### Passage

Raimond Gaita (Kodi Smit-McPhee) lives with his father Romulus (Eric Bana) in a rundown farmhouse in central Victoria. It is 1960 and Raimond’s mother Christina (Franka Potente) returns for one of her infrequent visits. She leaves soon after and moves in with Mitru (Russell Dykstra), a family friend. She bears him a daughter, Susan, but is incapable of caring for the baby, and her relationship with Mitru becomes abusive. After Romulus is almost killed in a motorbike crash, Christina returns to live with the family, but her spirit is broken and she commits suicide. Romulus has a breakdown and is treated at a mental hospital. Raimond has to learn to survive alone, and with the help of family friend Hora (Marton Csokas), the brother of Mitru. Romulus eventually returns from the hospital. Father and son begin to rebuild their shattered lives.

Curator’s notes

Romulus, My Father is based on Raimond Gaita’s acclaimed autobiographical memoir, first published in 1998. It tells a story of almost unbearable sadness, and that is also, to some extent, the theme of the film – what is bearable. Gaita was born in 1946 in Germany. His mother Christina was a German chemistry student, his father Romulus, a blacksmith from the Romanian-speaking part of Yugoslavia. They emigrated to Australia in 1950 when he was four, as part of the first wave of European migrants recruited under the Federal Government’s then new mass-migration program. The book details the disintegration of the family and the bond between father and son. Gaita wrote it partly as a tribute to his father, after his death, and partly as an attempt to understand his mother’s incapacity to care either for herself or her loved ones.

Photo-based referring expression records
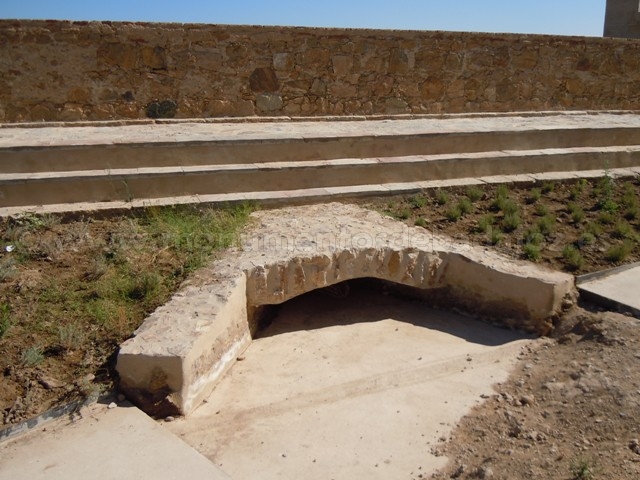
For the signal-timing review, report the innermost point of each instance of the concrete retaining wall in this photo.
(178, 354)
(54, 70)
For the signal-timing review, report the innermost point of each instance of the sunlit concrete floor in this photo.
(357, 387)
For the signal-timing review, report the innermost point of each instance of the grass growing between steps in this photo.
(578, 226)
(72, 290)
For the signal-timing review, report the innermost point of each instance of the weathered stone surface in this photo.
(264, 80)
(269, 102)
(324, 71)
(163, 109)
(181, 350)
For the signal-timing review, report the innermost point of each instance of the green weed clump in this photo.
(623, 230)
(485, 223)
(606, 218)
(618, 253)
(532, 252)
(511, 222)
(495, 236)
(442, 197)
(465, 206)
(403, 214)
(578, 189)
(421, 222)
(454, 213)
(534, 195)
(573, 258)
(500, 199)
(473, 193)
(5, 319)
(547, 225)
(576, 212)
(542, 210)
(417, 201)
(548, 187)
(32, 356)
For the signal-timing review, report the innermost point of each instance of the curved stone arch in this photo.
(185, 346)
(276, 283)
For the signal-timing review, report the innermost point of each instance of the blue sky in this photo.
(556, 17)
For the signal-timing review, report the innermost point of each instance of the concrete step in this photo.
(313, 195)
(24, 189)
(63, 165)
(145, 153)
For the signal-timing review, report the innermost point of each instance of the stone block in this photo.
(264, 80)
(269, 102)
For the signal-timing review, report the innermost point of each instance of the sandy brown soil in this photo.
(569, 411)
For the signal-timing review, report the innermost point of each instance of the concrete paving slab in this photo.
(121, 443)
(193, 131)
(616, 288)
(356, 387)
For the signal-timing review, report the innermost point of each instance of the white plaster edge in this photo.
(199, 389)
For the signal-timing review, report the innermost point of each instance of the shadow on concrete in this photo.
(372, 300)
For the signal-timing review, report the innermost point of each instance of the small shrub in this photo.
(403, 214)
(548, 187)
(510, 207)
(585, 239)
(7, 269)
(417, 201)
(534, 195)
(454, 213)
(442, 197)
(606, 218)
(511, 221)
(604, 188)
(421, 222)
(465, 206)
(623, 230)
(618, 253)
(32, 357)
(632, 213)
(71, 336)
(594, 229)
(485, 223)
(532, 252)
(547, 225)
(576, 212)
(495, 236)
(572, 257)
(474, 193)
(578, 189)
(5, 319)
(502, 191)
(607, 205)
(542, 210)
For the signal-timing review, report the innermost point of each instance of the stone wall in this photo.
(52, 70)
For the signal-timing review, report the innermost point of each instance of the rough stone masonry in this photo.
(69, 71)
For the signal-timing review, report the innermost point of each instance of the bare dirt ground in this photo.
(570, 411)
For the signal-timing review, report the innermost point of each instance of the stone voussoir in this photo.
(183, 348)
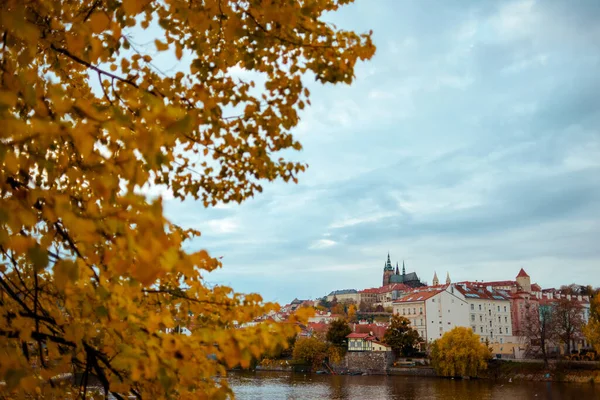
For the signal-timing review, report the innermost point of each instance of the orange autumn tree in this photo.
(93, 277)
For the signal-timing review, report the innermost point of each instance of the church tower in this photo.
(436, 281)
(524, 281)
(388, 271)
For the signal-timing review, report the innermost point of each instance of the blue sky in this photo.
(470, 144)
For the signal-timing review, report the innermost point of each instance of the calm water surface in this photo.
(274, 385)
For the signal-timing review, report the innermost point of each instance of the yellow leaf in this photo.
(99, 22)
(133, 7)
(8, 99)
(75, 43)
(160, 46)
(178, 51)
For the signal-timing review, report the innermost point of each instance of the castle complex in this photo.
(411, 279)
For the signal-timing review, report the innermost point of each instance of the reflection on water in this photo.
(274, 385)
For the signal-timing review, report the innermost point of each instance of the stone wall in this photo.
(367, 361)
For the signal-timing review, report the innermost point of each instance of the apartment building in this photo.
(489, 312)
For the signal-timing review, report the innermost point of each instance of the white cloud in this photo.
(322, 244)
(222, 226)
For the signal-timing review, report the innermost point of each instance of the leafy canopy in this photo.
(401, 336)
(592, 328)
(93, 275)
(459, 353)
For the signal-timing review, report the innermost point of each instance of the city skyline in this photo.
(468, 145)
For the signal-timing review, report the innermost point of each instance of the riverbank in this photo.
(277, 385)
(576, 372)
(504, 371)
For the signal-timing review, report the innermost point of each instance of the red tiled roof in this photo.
(522, 274)
(377, 330)
(477, 292)
(356, 335)
(418, 296)
(381, 343)
(387, 288)
(318, 326)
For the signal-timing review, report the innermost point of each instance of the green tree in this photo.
(459, 353)
(401, 336)
(568, 320)
(592, 328)
(337, 332)
(310, 351)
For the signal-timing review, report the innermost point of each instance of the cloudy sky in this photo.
(470, 144)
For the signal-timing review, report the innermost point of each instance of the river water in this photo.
(278, 385)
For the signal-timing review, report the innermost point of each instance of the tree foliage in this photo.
(310, 350)
(459, 353)
(93, 274)
(401, 336)
(592, 328)
(568, 321)
(539, 330)
(337, 332)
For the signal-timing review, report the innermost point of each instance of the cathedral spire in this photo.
(388, 264)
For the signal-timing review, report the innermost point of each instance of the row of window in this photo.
(407, 310)
(481, 309)
(481, 319)
(500, 330)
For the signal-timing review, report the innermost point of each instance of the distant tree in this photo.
(282, 350)
(310, 351)
(401, 336)
(459, 353)
(352, 313)
(568, 320)
(539, 330)
(365, 306)
(337, 332)
(592, 328)
(324, 303)
(338, 308)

### Activity A
According to the passage about Romulus, My Father, in what year did the Gaita family emigrate to Australia?
### Activity B
Please go on with the passage about Romulus, My Father, picking up after its final sentence.

### Answer box A
1950

### Answer box B
Richard Roxburgh was able to convince Gaita to sell him the film rights only with great persistence, and after Gaita had refused other producers. Roxburgh worked with English poet and screenwriter Nick Drake to adapt the book for the screen. Roxburgh has said he wanted at all costs to avoid the feel of a ‘period drama’, so there is very little that ties the story to a specific time (except perhaps Raimond’s discovery of the power of rock’n’roll – see clip two). The aim was to prevent the viewer from treating the action as occurring at an historical distance. The strategy works well. Romulus, My Father feels very contemporary, connecting the past directly with the present. The film was shot in central Victoria and premiered at Castlemaine. The reviews for Roxburgh’s debut film were very positive, especially for the casting and control of performances.

The film doesn’t particularly labour its credentials as a migrant story, but it nevertheless can be grouped with a small number of high quality films dealing with the lives of migrants. The theme of madness and mental trauma is a frequent feature of these films and it’s often related directly to the sense of displacement felt by migrating families (see Floating Life (1996), La Spagnola (2001) and Silver City (1984)).